:: SELECTED TEXT ::
++++++++++

Scary E-Commerce Math
November and December in Louisville look like the corn harvest in Iowa—all hands on deck moving packages and loading trucks. My non-scientific survey of local distribution center managers suggests that volumes increase between 2–5 times their normal levels during the peak. That got me to wondering, just how bad (good) could this get? In 10 years, how many packages will be moving, and more importantly, how will those packages get moved?
To begin, let's consider only retail sales because they account for the majority of e-commerce shipments. Let's also assume dollars as a surrogate for number of shipments. In other words, a 10 percent increase in e-commerce retail sales means a 10 percent increase in shipments that need to be handled.
The figure nearby shows that e-commerce has grown as a percentage of retail sales from less than 1 percent in 2000 to more than 8 percent in 2016, an 8-fold increase in percentage terms. But percentage growth doesn't tell the whole story, because retail sales are also growing every year along with the overall economy. Accounting for retail sales growth, the second figure shows that overall e-commerce sales has been growing in excess of 15% CAGR (combined annual growth rate) during the past seven years.
Fifteen percent growth per year can't go on forever, of course, so we need another way to think about the growth of e-commerce during the next 10 years. Very likely we are in a standard S-shape technology adoption curve, in which the adoption rate is low at first, then peaks as the technology gets hot, then slows again as adoption reaches steady state. No one knows what percentage will constitute “steady state” for e-commerce in retail, but even conservative estimates are pretty scary: if retail grows at 2.5% per year and e-commerce rises to just 20% of retail sales in the next 10 years (which I believe is conservative), the total e-commerce sales volume, and by proxy the total number of shipments, will rise by 3.2 times. You read that right: the number of packages handled will be approximately 3.2 times current levels. If e-commerce rises to 30 percent of total retail, e-commerce shipment volume will increase by a factor of 4.8. At 50 percent, the factor is 8. And we haven't even thought about peak volumes, which are 2–5 times steady state or more.

++++++++++

:: WRITTEN REQUEST 1 ::
According to the e-commerce article, by what factor would shipment volume grow if e-commerce rose to 30 percent of total retail?
:: WRITTEN REQUEST 2 ::
Please rewrite the passage of the e-commerce article between "Scary E-Commerce Math" and "packages get moved?", inclusive, swapping "trucks" for "trailers".
The items that follow the e-commerce article are not needed.

Image outline annotation items

++++++++++

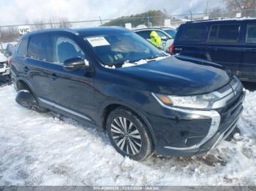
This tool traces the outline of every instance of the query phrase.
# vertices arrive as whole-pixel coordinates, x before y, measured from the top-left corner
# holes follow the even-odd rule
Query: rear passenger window
[[[187,26],[183,31],[181,36],[181,42],[200,42],[206,32],[206,26],[203,25]]]
[[[64,63],[69,58],[86,58],[85,54],[71,39],[65,36],[53,37],[53,62]]]
[[[22,56],[26,56],[28,49],[28,39],[24,39],[20,42],[20,46],[18,49],[18,54]]]
[[[248,24],[246,43],[256,43],[256,24]]]
[[[239,41],[240,24],[214,25],[211,27],[208,42],[237,43]]]
[[[208,42],[214,42],[218,34],[219,26],[212,26],[211,27]]]
[[[143,39],[150,39],[150,33],[151,31],[138,31],[136,32],[138,35],[140,35]]]
[[[28,55],[35,59],[49,61],[48,52],[50,46],[50,38],[47,35],[31,36],[29,43]]]

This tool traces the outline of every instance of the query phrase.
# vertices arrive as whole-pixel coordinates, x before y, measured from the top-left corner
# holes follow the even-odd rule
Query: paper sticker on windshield
[[[103,36],[87,38],[87,40],[94,47],[110,45]]]

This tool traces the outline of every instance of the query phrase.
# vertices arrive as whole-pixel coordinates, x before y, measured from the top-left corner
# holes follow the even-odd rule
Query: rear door
[[[204,23],[182,26],[174,42],[174,53],[207,59],[206,40],[208,30],[208,25]]]
[[[256,20],[244,23],[244,44],[243,61],[241,65],[241,78],[256,80]]]
[[[23,66],[24,74],[29,74],[29,82],[39,98],[50,98],[52,90],[48,76],[50,74],[50,39],[46,34],[39,34],[30,37],[28,58]]]
[[[239,76],[242,58],[241,23],[212,24],[208,37],[209,60]]]

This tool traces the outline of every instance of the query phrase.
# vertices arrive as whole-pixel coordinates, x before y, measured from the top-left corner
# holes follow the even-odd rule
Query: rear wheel
[[[107,130],[112,145],[123,156],[143,160],[153,152],[147,127],[136,114],[125,108],[117,108],[110,114]]]
[[[37,111],[38,112],[47,112],[48,109],[39,106],[37,101],[33,93],[27,90],[20,90],[18,91],[16,102],[20,105],[29,109]]]

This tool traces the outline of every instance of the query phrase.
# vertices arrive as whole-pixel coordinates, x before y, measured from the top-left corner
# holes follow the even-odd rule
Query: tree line
[[[210,18],[234,17],[236,12],[241,12],[243,17],[256,17],[256,0],[223,0],[223,7],[217,7],[206,13]],[[164,25],[165,19],[170,15],[164,9],[161,10],[149,10],[140,14],[123,16],[106,22],[102,26],[124,26],[130,23],[132,26],[143,25],[146,26],[160,26]],[[184,18],[189,18],[189,16]],[[170,17],[172,21],[181,20],[175,17]],[[31,31],[54,28],[71,28],[72,24],[67,18],[50,19],[49,20],[37,20],[30,23],[26,20],[25,25],[30,25]],[[18,27],[0,27],[0,42],[13,42],[20,36]]]

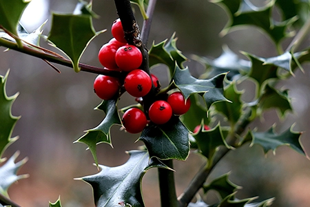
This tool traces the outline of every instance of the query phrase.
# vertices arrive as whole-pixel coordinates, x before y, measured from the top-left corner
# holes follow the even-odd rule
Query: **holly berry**
[[[128,132],[136,134],[142,132],[147,121],[142,110],[137,108],[132,108],[124,113],[122,122]]]
[[[156,101],[149,109],[149,119],[156,124],[167,123],[172,116],[172,108],[165,101]]]
[[[136,69],[126,76],[124,86],[127,92],[132,96],[142,97],[151,90],[152,80],[149,75],[145,71]]]
[[[111,32],[113,37],[120,42],[127,43],[126,39],[125,39],[124,30],[123,30],[122,23],[121,19],[117,19],[113,22],[111,28]]]
[[[153,85],[155,86],[155,88],[160,88],[161,86],[158,86],[159,82],[158,82],[158,81],[159,81],[158,78],[153,74],[151,74],[151,77],[152,77],[152,81],[153,81]]]
[[[182,92],[177,91],[169,95],[167,101],[172,108],[172,112],[177,115],[186,113],[191,106],[191,100],[185,100]]]
[[[207,125],[206,125],[206,124],[204,124],[203,126],[204,126],[203,128],[205,128],[205,130],[208,130],[210,129],[210,128],[209,127],[209,126],[207,126]],[[201,125],[196,126],[195,127],[195,128],[194,129],[193,132],[194,132],[194,134],[195,134],[195,133],[197,133],[197,132],[200,130],[200,128],[201,128]]]
[[[103,100],[111,99],[118,90],[119,81],[117,78],[99,75],[94,81],[94,92]]]
[[[119,48],[115,54],[117,66],[124,71],[138,68],[142,63],[142,53],[135,46],[127,45]]]
[[[109,43],[104,44],[98,54],[98,59],[101,65],[110,69],[118,68],[115,61],[115,54],[118,48],[116,44]]]

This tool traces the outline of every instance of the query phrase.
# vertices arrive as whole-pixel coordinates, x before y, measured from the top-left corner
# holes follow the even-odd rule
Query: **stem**
[[[231,133],[226,138],[226,142],[229,146],[235,146],[237,141],[237,135],[240,135],[245,130],[246,126],[251,121],[251,110],[249,110],[245,113],[245,115],[240,118],[240,121],[236,124],[235,130],[234,133]],[[185,190],[184,193],[182,194],[178,198],[178,207],[187,206],[188,204],[196,195],[197,192],[203,186],[209,175],[215,167],[215,166],[225,156],[228,152],[230,151],[230,148],[222,148],[216,153],[213,162],[211,165],[205,164],[198,170],[197,174],[194,177],[193,179],[189,183],[187,188]]]
[[[169,168],[173,168],[172,159],[162,160],[161,161]],[[178,200],[174,184],[174,172],[159,168],[158,180],[161,207],[177,207]]]
[[[153,14],[154,10],[155,10],[156,1],[157,0],[149,0],[147,10],[147,17],[149,17],[149,18],[144,21],[143,26],[142,27],[142,43],[145,46],[147,45],[147,41],[149,40],[149,31],[151,30],[152,21],[153,20]]]
[[[3,206],[10,206],[11,207],[21,207],[21,206],[15,204],[8,197],[0,193],[0,204]]]
[[[3,38],[0,38],[0,46],[18,52],[21,52],[24,54],[29,55],[30,56],[42,59],[43,60],[46,60],[50,62],[58,63],[73,68],[73,65],[71,61],[68,59],[61,58],[53,55],[48,54],[37,49],[34,49],[24,45],[23,45],[21,47],[19,47],[19,46],[16,43],[6,40]],[[102,74],[112,77],[119,77],[121,73],[121,72],[118,71],[106,70],[102,68],[98,68],[81,63],[79,63],[79,66],[81,68],[81,70],[82,71],[95,74]]]

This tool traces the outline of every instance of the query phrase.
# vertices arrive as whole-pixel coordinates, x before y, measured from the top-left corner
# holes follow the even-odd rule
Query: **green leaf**
[[[220,56],[213,60],[205,57],[197,55],[192,57],[194,60],[204,64],[207,69],[210,68],[211,71],[207,71],[202,76],[211,77],[220,73],[228,72],[227,79],[232,80],[234,77],[238,78],[240,74],[249,73],[251,69],[251,61],[240,59],[227,46],[224,46],[223,49]]]
[[[287,90],[280,91],[267,84],[259,99],[258,112],[262,113],[264,110],[276,108],[280,114],[279,117],[283,118],[285,112],[293,110],[287,92]]]
[[[221,101],[214,103],[216,110],[227,117],[232,126],[237,123],[241,116],[242,93],[237,90],[236,81],[232,81],[224,88],[224,96],[231,102]]]
[[[11,97],[6,95],[6,85],[8,74],[9,71],[4,77],[0,75],[0,159],[4,150],[18,139],[18,137],[11,138],[13,128],[19,117],[12,115],[12,105],[18,93]]]
[[[170,53],[174,61],[176,62],[176,64],[181,66],[182,68],[184,68],[183,63],[187,61],[188,59],[176,48],[176,40],[178,38],[174,37],[175,35],[176,32],[172,34],[169,41],[165,46],[165,49]]]
[[[61,207],[60,197],[54,203],[50,202],[50,207]]]
[[[112,146],[110,129],[114,125],[121,125],[121,119],[117,110],[116,100],[103,101],[96,109],[101,110],[105,113],[102,122],[94,128],[86,131],[86,134],[75,142],[87,144],[92,152],[96,164],[98,159],[96,155],[96,146],[100,143],[107,143]]]
[[[258,84],[258,90],[260,90],[262,83],[268,79],[278,79],[277,75],[278,67],[273,65],[264,64],[265,60],[260,57],[244,52],[252,63],[249,77]]]
[[[219,146],[225,146],[229,148],[226,143],[219,124],[214,128],[208,130],[204,130],[202,128],[200,131],[193,136],[196,141],[199,152],[209,160],[213,159]]]
[[[17,26],[23,10],[31,0],[0,0],[0,26],[18,36]]]
[[[145,143],[151,157],[185,160],[189,153],[188,130],[176,117],[163,125],[147,126],[139,140]]]
[[[173,83],[187,99],[192,94],[202,95],[207,108],[218,101],[227,101],[223,95],[223,80],[226,74],[220,74],[209,79],[197,79],[192,77],[187,68],[180,69],[178,66],[173,77]]]
[[[146,20],[149,19],[149,17],[147,17],[147,14],[145,12],[145,8],[144,5],[145,4],[145,0],[133,0],[130,1],[130,3],[136,4],[139,8],[140,12],[141,12],[142,17],[143,17],[143,19]]]
[[[149,50],[149,67],[163,63],[168,66],[170,77],[174,74],[176,63],[183,67],[183,63],[187,59],[176,48],[176,39],[174,33],[167,43],[167,39],[153,45]]]
[[[79,72],[79,62],[86,47],[104,31],[94,31],[90,15],[53,14],[48,39],[69,57],[74,71]]]
[[[245,0],[217,1],[216,3],[220,3],[227,8],[225,10],[230,19],[225,28],[221,32],[222,34],[227,34],[236,26],[254,26],[265,31],[277,46],[279,45],[282,39],[289,36],[287,33],[287,28],[297,19],[292,18],[282,22],[272,19],[271,11],[275,1],[270,1],[265,6],[258,8],[249,1]],[[229,8],[230,6],[231,8]]]
[[[207,116],[207,111],[205,106],[203,106],[201,97],[197,95],[193,95],[189,97],[191,100],[191,107],[189,110],[183,115],[180,117],[182,122],[186,127],[194,131],[196,126],[201,124],[201,120],[203,120],[203,124],[209,125],[210,122],[210,117]]]
[[[99,18],[99,16],[92,10],[92,0],[90,3],[79,0],[75,6],[73,14],[75,15],[86,14],[90,15],[94,18]]]
[[[269,130],[264,132],[253,132],[251,145],[260,144],[265,154],[272,150],[273,154],[276,154],[276,150],[281,146],[287,146],[298,152],[298,153],[307,156],[302,145],[300,143],[301,132],[293,132],[291,128],[281,134],[277,134],[274,131],[273,126]]]
[[[203,186],[205,193],[210,190],[215,190],[218,192],[222,199],[229,196],[241,187],[238,186],[228,179],[229,173],[225,174],[215,179],[207,185]]]
[[[19,152],[15,152],[6,162],[0,167],[0,193],[8,197],[8,189],[19,179],[28,177],[28,175],[17,175],[17,171],[27,161],[28,159],[15,163]]]
[[[147,151],[128,153],[130,157],[123,165],[114,168],[99,165],[101,172],[81,178],[92,186],[96,206],[144,206],[143,176],[152,168],[169,169],[156,158],[149,159]]]

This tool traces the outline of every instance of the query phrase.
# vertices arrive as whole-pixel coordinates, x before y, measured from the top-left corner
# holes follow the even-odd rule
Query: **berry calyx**
[[[172,109],[170,105],[165,101],[154,102],[149,109],[149,117],[156,124],[164,124],[170,120],[172,116]]]
[[[116,62],[115,61],[115,54],[116,53],[118,46],[114,43],[105,43],[99,50],[98,59],[103,66],[110,69],[118,68]]]
[[[117,19],[113,22],[113,24],[111,27],[111,32],[112,36],[117,39],[117,41],[127,43],[126,39],[125,39],[125,34],[124,30],[123,30],[122,23],[121,22],[121,19]]]
[[[125,78],[124,87],[127,92],[134,97],[146,95],[152,88],[152,80],[146,72],[136,69]]]
[[[124,113],[122,117],[123,126],[125,130],[132,134],[142,132],[147,121],[144,112],[137,108],[132,108]]]
[[[191,100],[185,100],[182,92],[177,91],[169,95],[167,101],[172,108],[172,112],[176,115],[186,113],[191,106]]]
[[[94,91],[101,99],[111,99],[118,90],[119,81],[117,78],[99,75],[94,81]]]
[[[142,53],[135,46],[120,47],[115,54],[116,65],[124,71],[138,68],[142,63]]]
[[[203,128],[204,128],[205,130],[208,130],[210,129],[210,128],[209,127],[209,126],[207,126],[207,125],[206,125],[206,124],[204,124],[204,125],[203,125]],[[200,130],[200,128],[201,128],[201,125],[196,126],[195,127],[195,128],[194,129],[193,132],[194,132],[194,134],[197,133],[197,132]]]

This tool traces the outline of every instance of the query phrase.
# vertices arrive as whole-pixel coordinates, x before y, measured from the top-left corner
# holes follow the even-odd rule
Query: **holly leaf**
[[[19,179],[28,177],[28,175],[17,175],[17,171],[27,161],[28,159],[24,158],[15,163],[19,152],[15,152],[6,162],[0,167],[0,193],[8,197],[8,189],[9,187]]]
[[[202,120],[204,124],[208,125],[210,122],[209,117],[205,106],[203,106],[200,101],[201,97],[194,94],[189,97],[191,107],[189,110],[180,117],[180,119],[186,127],[194,131],[196,126],[201,124]]]
[[[219,146],[225,146],[229,148],[226,143],[220,124],[208,130],[201,128],[198,133],[193,135],[193,137],[197,143],[199,152],[209,160],[213,159]]]
[[[237,90],[236,81],[232,81],[224,88],[224,96],[231,102],[221,101],[214,103],[216,110],[227,117],[231,125],[237,123],[241,116],[242,94],[243,92]]]
[[[149,19],[149,17],[147,17],[147,14],[145,12],[145,8],[144,5],[146,4],[145,2],[145,0],[133,0],[130,1],[131,3],[136,4],[139,8],[140,12],[141,12],[142,17],[143,17],[143,19],[146,20]]]
[[[99,18],[99,16],[92,10],[92,0],[90,3],[79,0],[75,6],[73,14],[75,15],[86,14],[90,15],[94,18]]]
[[[99,126],[87,130],[86,134],[75,141],[84,143],[88,146],[96,164],[98,164],[98,159],[96,155],[96,146],[103,142],[112,146],[111,127],[114,124],[121,125],[116,102],[117,101],[114,99],[103,101],[97,106],[96,109],[103,110],[106,115],[105,117]]]
[[[293,110],[287,90],[280,91],[271,87],[270,84],[265,86],[258,102],[258,113],[270,108],[276,108],[280,118],[283,118],[287,111]]]
[[[9,70],[4,77],[0,75],[0,161],[4,150],[18,139],[18,137],[11,138],[11,136],[15,124],[20,118],[12,115],[12,105],[19,94],[11,97],[6,95],[8,74]]]
[[[52,28],[48,39],[71,59],[75,72],[79,72],[79,62],[86,47],[98,34],[90,15],[54,13]]]
[[[255,80],[258,85],[258,90],[262,83],[268,80],[272,79],[278,79],[277,75],[278,67],[274,65],[265,64],[265,60],[260,57],[251,55],[249,53],[243,52],[252,63],[252,67],[249,74],[249,77]]]
[[[287,146],[307,157],[299,140],[301,132],[293,131],[291,127],[281,134],[277,134],[275,132],[274,128],[275,126],[273,126],[269,130],[263,132],[250,132],[249,135],[252,138],[251,146],[256,144],[260,145],[265,154],[267,154],[270,150],[272,150],[273,154],[276,154],[277,148],[281,146]]]
[[[240,59],[238,55],[232,52],[227,46],[223,46],[222,54],[216,59],[210,59],[205,57],[193,55],[192,58],[205,65],[207,69],[206,74],[203,77],[211,77],[218,74],[228,72],[227,78],[233,80],[238,75],[249,73],[251,63],[249,61]]]
[[[188,68],[180,69],[178,66],[173,76],[173,84],[187,99],[192,94],[202,95],[207,108],[218,101],[227,101],[223,95],[223,80],[226,74],[220,74],[209,79],[198,79],[192,77]]]
[[[229,173],[225,174],[215,179],[208,184],[203,186],[203,190],[207,193],[210,190],[215,190],[218,192],[222,199],[227,197],[241,187],[238,186],[228,179]]]
[[[271,1],[262,7],[257,7],[249,1],[245,0],[214,1],[224,6],[227,8],[225,10],[229,17],[230,21],[221,32],[223,34],[226,34],[236,26],[254,26],[266,32],[278,46],[282,39],[289,36],[287,32],[287,29],[297,20],[297,18],[295,17],[282,22],[277,22],[272,19],[271,11],[276,1]],[[260,19],[260,21],[257,21],[257,19]]]
[[[61,203],[60,201],[60,197],[54,203],[50,202],[50,207],[61,207]]]
[[[17,26],[30,0],[0,0],[0,26],[18,36]]]
[[[169,169],[158,159],[149,159],[147,151],[130,151],[128,161],[120,166],[110,168],[99,165],[101,172],[82,177],[94,192],[96,206],[144,206],[141,181],[146,171],[152,168]]]
[[[183,63],[188,60],[188,59],[182,54],[182,52],[176,48],[177,37],[174,37],[176,32],[174,32],[171,37],[169,41],[165,46],[165,49],[167,52],[169,52],[172,59],[176,62],[176,64],[184,68]]]
[[[186,160],[189,153],[188,130],[176,117],[163,125],[149,124],[139,140],[144,142],[151,157]]]

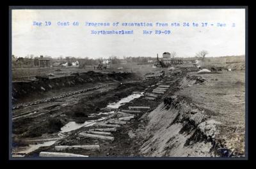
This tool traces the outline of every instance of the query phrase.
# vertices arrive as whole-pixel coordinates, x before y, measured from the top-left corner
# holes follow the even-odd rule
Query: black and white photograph
[[[10,8],[10,159],[244,159],[246,8]]]

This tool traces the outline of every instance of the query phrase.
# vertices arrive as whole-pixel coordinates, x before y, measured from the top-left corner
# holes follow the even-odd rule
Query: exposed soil
[[[99,145],[100,150],[60,152],[90,157],[244,156],[244,107],[232,105],[233,110],[227,110],[230,106],[228,104],[242,104],[244,101],[243,73],[236,72],[234,75],[240,77],[234,78],[233,72],[198,75],[198,70],[195,68],[180,70],[180,75],[164,78],[122,84],[113,83],[104,89],[67,98],[63,100],[65,103],[68,103],[67,105],[51,105],[49,112],[36,117],[17,119],[13,123],[13,145],[26,146],[28,143],[24,140],[26,139],[56,136],[68,122],[83,123],[106,117],[97,124],[108,123],[109,119],[131,115],[120,113],[122,110],[129,110],[129,107],[149,107],[149,109],[140,109],[141,112],[134,114],[134,119],[116,128],[117,131],[112,133],[111,136],[115,138],[113,142],[79,135],[81,132],[99,128],[95,125],[84,126],[68,132],[67,136],[53,145],[42,147],[26,156],[38,157],[41,151],[56,152],[56,145],[93,144]],[[188,73],[192,71],[194,73]],[[108,75],[111,82],[125,81],[121,77]],[[127,77],[127,80],[130,79],[132,77]],[[157,94],[154,100],[147,99],[146,94],[155,94],[153,90],[159,85],[170,87],[164,94]],[[104,108],[109,103],[119,101],[133,92],[143,92],[145,95],[121,105],[110,115],[100,114],[108,112]],[[230,119],[230,116],[236,118]],[[237,124],[239,127],[237,127]],[[232,126],[235,127],[232,128]]]

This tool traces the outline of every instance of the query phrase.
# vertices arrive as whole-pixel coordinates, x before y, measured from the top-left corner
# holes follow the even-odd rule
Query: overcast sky
[[[51,26],[33,26],[33,21],[51,21]],[[57,22],[79,22],[78,26],[58,26]],[[89,22],[179,22],[180,27],[89,27]],[[183,27],[183,22],[199,26]],[[201,27],[202,22],[208,22]],[[216,27],[218,22],[225,27]],[[209,26],[211,23],[214,26]],[[232,27],[235,23],[236,27]],[[134,30],[134,34],[91,34],[91,30]],[[143,31],[154,34],[143,35]],[[170,30],[170,34],[155,34]],[[152,34],[153,34],[152,33]],[[12,10],[12,54],[74,57],[108,57],[161,55],[175,51],[179,57],[193,57],[206,50],[208,57],[245,53],[245,10]]]

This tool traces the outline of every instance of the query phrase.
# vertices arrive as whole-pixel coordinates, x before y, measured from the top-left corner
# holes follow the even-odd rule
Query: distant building
[[[68,66],[68,62],[65,62],[65,63],[61,63],[61,66]]]
[[[79,66],[79,62],[77,61],[74,62],[72,62],[71,64],[72,66]]]
[[[127,64],[127,61],[125,61],[125,60],[120,59],[120,64]]]
[[[102,63],[104,64],[109,64],[110,62],[109,62],[109,60],[108,60],[108,59],[104,59],[104,60],[103,60],[103,62],[102,62]]]
[[[34,59],[34,66],[40,67],[49,67],[50,66],[50,59],[44,57],[43,55],[40,55],[40,57],[36,57]]]
[[[164,52],[163,54],[163,60],[170,60],[171,59],[171,54],[169,52]]]

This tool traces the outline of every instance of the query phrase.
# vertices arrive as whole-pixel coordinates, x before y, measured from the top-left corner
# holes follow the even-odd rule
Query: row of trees
[[[207,50],[201,50],[198,52],[197,52],[195,55],[195,57],[198,58],[199,59],[204,60],[205,55],[208,54],[208,52]],[[171,58],[175,58],[177,57],[177,53],[175,52],[170,52],[170,55]],[[100,57],[98,59],[90,59],[88,57],[86,57],[85,58],[80,58],[80,57],[71,57],[71,56],[67,56],[67,57],[63,57],[60,55],[58,58],[57,59],[53,59],[50,56],[45,55],[45,57],[48,57],[51,59],[51,62],[67,62],[68,63],[70,63],[72,62],[76,62],[76,61],[78,61],[79,62],[79,64],[81,66],[89,66],[89,65],[97,65],[99,62],[102,62],[104,59],[103,57]],[[28,55],[27,56],[24,57],[15,57],[14,55],[12,55],[12,59],[13,61],[16,60],[15,63],[13,63],[14,64],[18,64],[18,62],[28,62],[28,61],[29,60],[32,60],[33,59],[35,58],[36,57],[35,57],[34,55]],[[137,62],[137,63],[147,63],[148,62],[148,61],[156,61],[156,57],[141,57],[141,56],[138,56],[138,57],[127,57],[127,56],[124,56],[122,59],[118,59],[116,56],[110,56],[108,59],[109,62],[111,64],[120,64],[122,61],[125,61],[127,62]]]

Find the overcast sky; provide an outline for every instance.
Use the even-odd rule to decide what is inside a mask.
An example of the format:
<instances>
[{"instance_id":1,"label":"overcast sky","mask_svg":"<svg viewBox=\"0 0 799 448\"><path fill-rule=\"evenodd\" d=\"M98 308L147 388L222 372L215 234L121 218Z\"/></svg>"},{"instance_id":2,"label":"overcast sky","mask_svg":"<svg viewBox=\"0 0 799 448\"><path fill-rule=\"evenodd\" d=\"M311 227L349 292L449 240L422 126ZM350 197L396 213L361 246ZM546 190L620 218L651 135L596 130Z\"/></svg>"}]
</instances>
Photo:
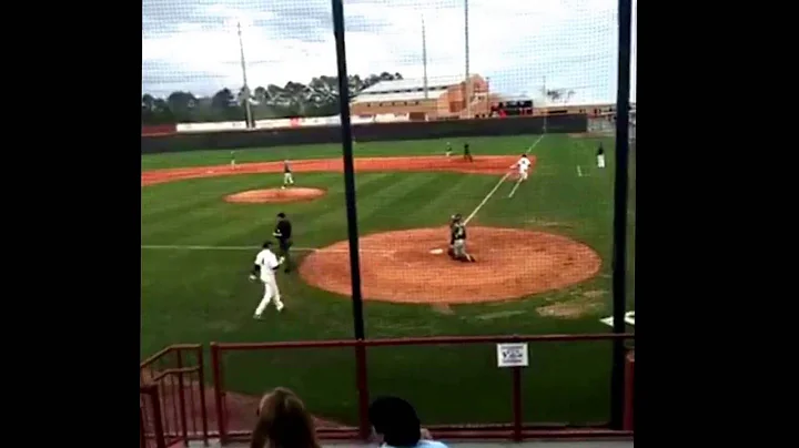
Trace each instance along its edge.
<instances>
[{"instance_id":1,"label":"overcast sky","mask_svg":"<svg viewBox=\"0 0 799 448\"><path fill-rule=\"evenodd\" d=\"M617 0L469 0L469 71L506 95L537 98L546 78L576 101L615 101L616 9ZM350 74L421 78L422 17L428 75L465 73L464 0L344 0L344 13ZM251 88L336 74L330 0L143 0L143 90L237 90L237 20Z\"/></svg>"}]
</instances>

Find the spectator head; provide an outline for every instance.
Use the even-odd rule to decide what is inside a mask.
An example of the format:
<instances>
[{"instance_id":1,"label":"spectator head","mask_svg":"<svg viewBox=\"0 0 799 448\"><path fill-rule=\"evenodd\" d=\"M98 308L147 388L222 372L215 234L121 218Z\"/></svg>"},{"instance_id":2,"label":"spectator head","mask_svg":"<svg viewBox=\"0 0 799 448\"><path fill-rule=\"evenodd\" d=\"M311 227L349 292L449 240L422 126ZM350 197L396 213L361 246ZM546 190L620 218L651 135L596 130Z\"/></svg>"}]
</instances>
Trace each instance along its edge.
<instances>
[{"instance_id":1,"label":"spectator head","mask_svg":"<svg viewBox=\"0 0 799 448\"><path fill-rule=\"evenodd\" d=\"M320 448L313 417L293 391L279 387L261 398L251 448Z\"/></svg>"},{"instance_id":2,"label":"spectator head","mask_svg":"<svg viewBox=\"0 0 799 448\"><path fill-rule=\"evenodd\" d=\"M388 446L415 447L422 438L416 410L402 398L377 398L370 406L368 417L375 432Z\"/></svg>"}]
</instances>

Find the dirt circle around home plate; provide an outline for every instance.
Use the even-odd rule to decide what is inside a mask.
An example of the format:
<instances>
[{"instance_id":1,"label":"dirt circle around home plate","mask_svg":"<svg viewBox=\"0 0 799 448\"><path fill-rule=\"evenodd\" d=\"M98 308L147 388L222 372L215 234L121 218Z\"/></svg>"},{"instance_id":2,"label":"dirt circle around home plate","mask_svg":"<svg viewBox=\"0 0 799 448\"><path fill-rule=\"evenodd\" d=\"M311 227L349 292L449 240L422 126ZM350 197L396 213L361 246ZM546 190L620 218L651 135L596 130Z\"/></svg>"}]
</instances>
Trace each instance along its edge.
<instances>
[{"instance_id":1,"label":"dirt circle around home plate","mask_svg":"<svg viewBox=\"0 0 799 448\"><path fill-rule=\"evenodd\" d=\"M312 201L326 194L321 189L289 187L249 190L225 196L225 201L236 204L272 204L297 201Z\"/></svg>"},{"instance_id":2,"label":"dirt circle around home plate","mask_svg":"<svg viewBox=\"0 0 799 448\"><path fill-rule=\"evenodd\" d=\"M360 238L362 294L366 301L469 304L520 298L595 276L601 258L589 246L553 233L468 227L476 263L446 254L449 230L417 228ZM352 295L346 241L306 256L300 275L310 285Z\"/></svg>"}]
</instances>

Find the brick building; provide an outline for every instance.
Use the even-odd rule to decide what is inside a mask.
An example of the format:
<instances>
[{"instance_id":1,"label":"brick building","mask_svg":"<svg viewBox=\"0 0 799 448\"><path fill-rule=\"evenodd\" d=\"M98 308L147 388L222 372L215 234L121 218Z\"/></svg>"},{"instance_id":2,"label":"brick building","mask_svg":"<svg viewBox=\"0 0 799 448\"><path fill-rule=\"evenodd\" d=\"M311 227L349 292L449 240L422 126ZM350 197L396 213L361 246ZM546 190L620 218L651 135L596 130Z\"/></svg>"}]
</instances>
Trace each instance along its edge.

++++++++++

:: WORKED ANSWER 1 ::
By a factor of 4.8.

:: WORKED ANSWER 2 ::
Scary E-Commerce Math
November and December in Louisville look like the corn harvest in Iowa—all hands on deck moving packages and loading trailers. My non-scientific survey of local distribution center managers suggests that volumes increase between 2–5 times their normal levels during the peak. That got me to wondering, just how bad (good) could this get? In 10 years, how many packages will be moving, and more importantly, how will those packages get moved?